#### Complete the following:
a. In the forum thread on software failures, which aircraft had two fatal crashes in 2018 and 2019 that a commenter attributes to poor-quality software?
b. Continue the forum thread on software failures from its last comment.

#### Extract provided:
═══
Agreed on the future but I think we were headed there regardless.

jonplackett10mo ago

Yeah reading this reminded me a lot of MCAS. Though MCAS was intentionally implemented and intentionally kept secret.

throwawayoldie10mo ago

They killed "only" about 350 people combined, but the two fatal crashes of the Boeing 737 MAX in 2018 and 2019 were due to poor quality software:

https://en.wikipedia.org/wiki/Maneuvering_Characteristics_Au...

Maxion10mo ago

> Personally, I've found even the latest batch of agents fairly poor at embedded systems

I mean even simple crud web apps where the data models are more complex, and where the same data has multiple structures, the LLMs get confused after the second data transformation (at the most).

E.g. You take in data with field created_at, store it as created_on, and send it out to another system as last_modified.

sim7c0010mo ago

talk to anyone in the industries about 'automation' on medical or critical infra devices and they will tell you NO. No touching our devices with your rubbish.

i am pretty confident they wont let claude touch if it they dont even let deterministic automations run...

its a different world that makin apps thats for sure.

throwaway026110mo ago

> but i dont think people designing medical devices will be going yolo mode on their dev cycle anytime soon

I don't have the same faith in corporate leadership as you, at least not when they see potentially huge savings by firing some of the expensive developers and using AI to write more of the code.

napolux10mo ago· 18 in thread

The most deadly bug in history. If you know any other deadly bug, please share! I love these stories!

kgwgk10mo ago

Several people killed themselves over this: https://www.wikipedia.org/wiki/British_Post_Office_scandal

https://www.theguardian.com/uk-news/2024/jan/09/how-the-post...

What sort of bugs resulted?

BoxOfRain10mo ago

It's an archetypal example of 'one law for the connected, another law for the proles'.
═══
#### Recorded information:
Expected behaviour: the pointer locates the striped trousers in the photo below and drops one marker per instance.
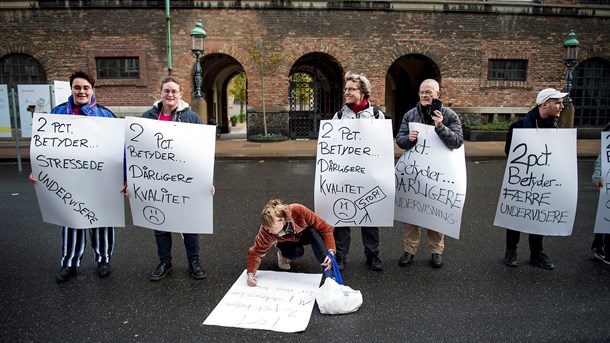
═══
#### Answers in order:
a. The Boeing 737 MAX.

b.
benrutter10mo ago

http://www0.cs.ucl.ac.uk/staff/a.finkelstein/papers/lascase....

napolux9mo ago

thanks for sharing!

A1kmm10mo ago

NitpickLawyer10mo ago

The MCAS related bugs @ Boeing led to 300+ deaths, so it's probably a contender.

solids10mo ago

Was that a bug or a failure to inform pilots about a new system?

thyristan10mo ago

It's almost never just software. It's almost never just one cause.

1 more reply

AdamN10mo ago

Both - and really MCAS was fine but the issue was the metering systems (Pitot tubes) and the handling of conflicting data. That part of the puzzle was definitely a bug in the logic/software.

3 more replies

NitpickLawyer10mo ago

Worryingly, e2e / full integration testing was also the main cause of other Boeing blunders, like the Starliner capsule.

fuckaj10mo ago

Not a bug. A non airworthy plane they tried to patch up with software.

1 more reply

bobmcnamara10mo ago

In Dhahran, Saudi Arabia, on February 25, 1991, a Patriot missile failed to intercept an Iraqi Scud causing the death of 28 American soldiers.

The fix was being deployed earlier that year but this unit hadn't been updated yet.

https://www.cs.unc.edu/~smp/COMP205/LECTURES/ERROR/lec23/nod...

danadam10mo ago

Some Google Pixel phones couldn't dial emergency number (still can't?). I don't know if there were any deadly consequences of that.

https://www.androidauthority.com/psa-google-pixel-911-emerge...

echelon10mo ago

The 737 Max MCAS is arguably a bug. That killed 346 people.

Not a "bug" per se, but texting while driving kills ~400 people per year in the US. It's a bug at some level of granularity.

To be tongue in cheek a bit, buggy JIRA latency has probably wasted 10,000 human years. Those are many whole human lives if you count them up.

b_e_n_t_o_n10mo ago

> To be tongue in cheek a bit, buggy JIRA latency has probably wasted 10,000 human years. Those are many whole human lives if you count them up.

These kind of calculations always make me wonder...say someone wasted one minute of everybody's life, is the cost ~250 lives? One minute? Somewhere in between?

throwaway026110mo ago

There was a news story from Norway last year where a car allegedly accelerated by itself, causing the car to fall off the second floor of a parking garage and kill the driver.

mnw21cam10mo ago

bobmcnamara10mo ago

Time and time again the introduction of electronic throttle control has spiked the number of reported unintended acceleration incidents.

There's a chart here that shows it clearly for Toyota's rollout:

https://www.embedded.com/unintended-acceleration-and-other-e...

1 more reply

elric10mo ago· 14 in thread

One of the commenters on the article wrote this:

I was briefly part of an experiment with electronic patient records in an ICU in the early 2000s. My job was to basically babysit the server processing the records in the ICU.

This was *not* just a case of doctors having unfounded "feelings" that computers were dangerous. Computers were very much more dangerous than pen and paper.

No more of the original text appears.